[Extract Boundary: Start]

Predictive Analytics Algorithm for Early Prevention of Brain Tumor using Explainable Artificial Intelligence (XAI): A Systematic Review of the State-of- the-Art

Author(s): Prasad Raghunath Mutkule*, Nilesh P. Sable, Parikshit N. Mahalle and Gitanjali R. Shinde

Pp: 69-83 (15)

DOI: 10.2174/9789815179187123040007

* (Excluding Mailing and Handling)

Abstract

Advancement in the medical field promotes the diagnosis of disease through automation methods and prediction of the brain tumor also plays an important role due to the fact that millions of people are affected by brain tumor and the rate of affected people is increasing every year randomly. Hence, in saving the lives of many individuals, the early detection of the disease plays an important role. Using the MRI Images, it’s easy to find the location and existence of the tumor. Expert manual diagnosis is playing a vital role in detecting the information about the tumor and its type. Though there are various models that can detect tumor location with the help of ML models in the medical field, somewhere there is a lag in the success of these models. Deep learning is one of the widely used approaches for the same. But the black-box nature of these machine-learning models has somewhat limited their clinical use. Explanations are essential for users to know, trust, and well manage these models. The chapter proposes dual-weighted deep CNN classifiers for early prediction of the presence of brain tumor along with the explanation-driven DL models such as Local Interpretable Model-agnostic Explanations (LIME) and SHapley Additive explanation (SHAP). The performance and accuracy of the planned model are assessed and relate with the existing models and it is expected that it will produce high sensitivity as well as specificity. It is also expected to perform well by means of precision and accuracy.

[Extract Boundary: End]

== Instructions ==
(1) Translate this sentence from the brain tumor abstract into Spanish: "Explanations are essential for users to know, trust, and well manage these models."
(2) Rewrite the brain tumor extract from "Predictive Analytics Algorithm" up to and including "Pp: 69-83 (15)", changing "Explainable Artificial Intelligence" to "Interpretable Machine Learning".

[Recorded data Boundary: Start]

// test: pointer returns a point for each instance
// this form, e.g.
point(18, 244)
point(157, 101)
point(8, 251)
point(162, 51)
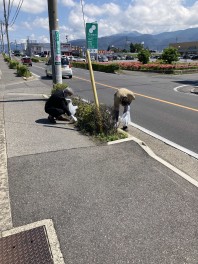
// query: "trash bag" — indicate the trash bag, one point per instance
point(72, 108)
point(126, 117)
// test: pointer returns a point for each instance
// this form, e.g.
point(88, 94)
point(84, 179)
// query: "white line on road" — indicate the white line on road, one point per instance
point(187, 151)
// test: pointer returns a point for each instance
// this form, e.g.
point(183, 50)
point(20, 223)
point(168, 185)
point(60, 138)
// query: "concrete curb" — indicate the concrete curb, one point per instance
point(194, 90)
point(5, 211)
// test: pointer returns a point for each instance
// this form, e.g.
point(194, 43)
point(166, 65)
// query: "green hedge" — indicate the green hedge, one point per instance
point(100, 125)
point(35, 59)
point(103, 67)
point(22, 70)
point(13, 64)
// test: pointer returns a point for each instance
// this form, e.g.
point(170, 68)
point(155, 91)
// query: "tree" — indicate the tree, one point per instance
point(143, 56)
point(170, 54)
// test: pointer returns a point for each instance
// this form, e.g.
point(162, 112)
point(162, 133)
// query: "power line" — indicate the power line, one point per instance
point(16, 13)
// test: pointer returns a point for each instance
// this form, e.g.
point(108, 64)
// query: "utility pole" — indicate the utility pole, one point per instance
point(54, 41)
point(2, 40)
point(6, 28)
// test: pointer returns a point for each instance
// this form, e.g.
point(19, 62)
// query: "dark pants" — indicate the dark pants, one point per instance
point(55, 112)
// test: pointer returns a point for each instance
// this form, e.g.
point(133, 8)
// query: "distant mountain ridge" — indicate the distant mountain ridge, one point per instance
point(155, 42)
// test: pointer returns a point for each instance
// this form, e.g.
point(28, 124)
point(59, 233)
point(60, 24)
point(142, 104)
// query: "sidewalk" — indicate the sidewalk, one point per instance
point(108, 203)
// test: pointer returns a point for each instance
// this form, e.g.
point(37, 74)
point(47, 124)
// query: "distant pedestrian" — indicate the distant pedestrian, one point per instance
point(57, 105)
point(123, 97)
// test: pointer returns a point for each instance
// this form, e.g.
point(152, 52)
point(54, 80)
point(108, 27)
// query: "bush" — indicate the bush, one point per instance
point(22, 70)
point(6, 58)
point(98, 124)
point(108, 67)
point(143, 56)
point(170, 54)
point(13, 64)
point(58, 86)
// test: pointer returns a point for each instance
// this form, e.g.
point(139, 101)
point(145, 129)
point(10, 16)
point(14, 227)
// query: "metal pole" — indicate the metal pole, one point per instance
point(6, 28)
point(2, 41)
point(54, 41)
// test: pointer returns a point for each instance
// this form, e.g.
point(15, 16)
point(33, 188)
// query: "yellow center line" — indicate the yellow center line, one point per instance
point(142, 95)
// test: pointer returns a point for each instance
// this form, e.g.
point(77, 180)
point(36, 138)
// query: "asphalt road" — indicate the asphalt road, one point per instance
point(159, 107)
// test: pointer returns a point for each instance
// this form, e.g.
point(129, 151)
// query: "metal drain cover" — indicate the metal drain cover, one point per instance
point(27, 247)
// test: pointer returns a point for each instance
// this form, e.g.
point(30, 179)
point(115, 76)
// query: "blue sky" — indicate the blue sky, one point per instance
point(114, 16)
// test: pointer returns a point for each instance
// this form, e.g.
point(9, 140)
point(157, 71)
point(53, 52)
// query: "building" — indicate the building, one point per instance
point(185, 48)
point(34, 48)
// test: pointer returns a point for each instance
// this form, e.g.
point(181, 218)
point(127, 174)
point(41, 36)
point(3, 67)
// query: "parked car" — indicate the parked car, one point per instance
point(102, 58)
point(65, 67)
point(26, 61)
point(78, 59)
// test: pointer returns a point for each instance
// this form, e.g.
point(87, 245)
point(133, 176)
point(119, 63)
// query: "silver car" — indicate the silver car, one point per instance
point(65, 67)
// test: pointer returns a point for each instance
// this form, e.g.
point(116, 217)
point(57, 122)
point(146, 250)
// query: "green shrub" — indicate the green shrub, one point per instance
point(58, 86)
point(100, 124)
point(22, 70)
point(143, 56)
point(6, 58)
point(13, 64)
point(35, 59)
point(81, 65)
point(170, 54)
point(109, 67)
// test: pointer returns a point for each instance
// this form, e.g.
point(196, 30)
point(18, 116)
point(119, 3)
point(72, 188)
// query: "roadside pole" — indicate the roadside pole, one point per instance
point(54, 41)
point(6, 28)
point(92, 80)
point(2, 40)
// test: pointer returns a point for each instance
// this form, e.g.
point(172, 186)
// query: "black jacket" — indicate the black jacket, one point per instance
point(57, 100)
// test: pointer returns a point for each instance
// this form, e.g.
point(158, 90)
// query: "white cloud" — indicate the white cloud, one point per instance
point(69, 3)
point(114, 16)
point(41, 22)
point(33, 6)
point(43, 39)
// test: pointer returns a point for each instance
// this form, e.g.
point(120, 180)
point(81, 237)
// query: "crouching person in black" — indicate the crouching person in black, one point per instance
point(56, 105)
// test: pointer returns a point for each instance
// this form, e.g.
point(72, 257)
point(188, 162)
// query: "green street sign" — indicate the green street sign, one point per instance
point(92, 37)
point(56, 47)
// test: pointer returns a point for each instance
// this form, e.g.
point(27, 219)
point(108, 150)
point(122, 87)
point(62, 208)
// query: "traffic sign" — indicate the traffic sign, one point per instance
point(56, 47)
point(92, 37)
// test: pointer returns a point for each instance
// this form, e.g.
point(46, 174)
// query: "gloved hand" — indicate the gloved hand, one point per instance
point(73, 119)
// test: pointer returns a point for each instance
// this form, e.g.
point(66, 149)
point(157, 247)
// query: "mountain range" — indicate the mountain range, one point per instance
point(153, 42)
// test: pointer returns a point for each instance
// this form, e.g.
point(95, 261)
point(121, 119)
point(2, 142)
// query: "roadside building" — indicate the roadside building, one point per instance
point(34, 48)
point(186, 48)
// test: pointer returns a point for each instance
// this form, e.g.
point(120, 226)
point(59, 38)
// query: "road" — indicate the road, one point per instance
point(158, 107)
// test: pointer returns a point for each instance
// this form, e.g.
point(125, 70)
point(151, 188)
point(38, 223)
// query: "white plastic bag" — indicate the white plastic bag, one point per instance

[Recorded data Boundary: End]

== Task answers ==
(1) Las explicaciones son esenciales para que los usuarios conozcan estos modelos, confíen en ellos y los gestionen bien.

(2)
Predictive Analytics Algorithm for Early Prevention of Brain Tumor using Interpretable Machine Learning (XAI): A Systematic Review of the State-of- the-Art

Author(s): Prasad Raghunath Mutkule*, Nilesh P. Sable, Parikshit N. Mahalle and Gitanjali R. Shinde

Pp: 69-83 (15)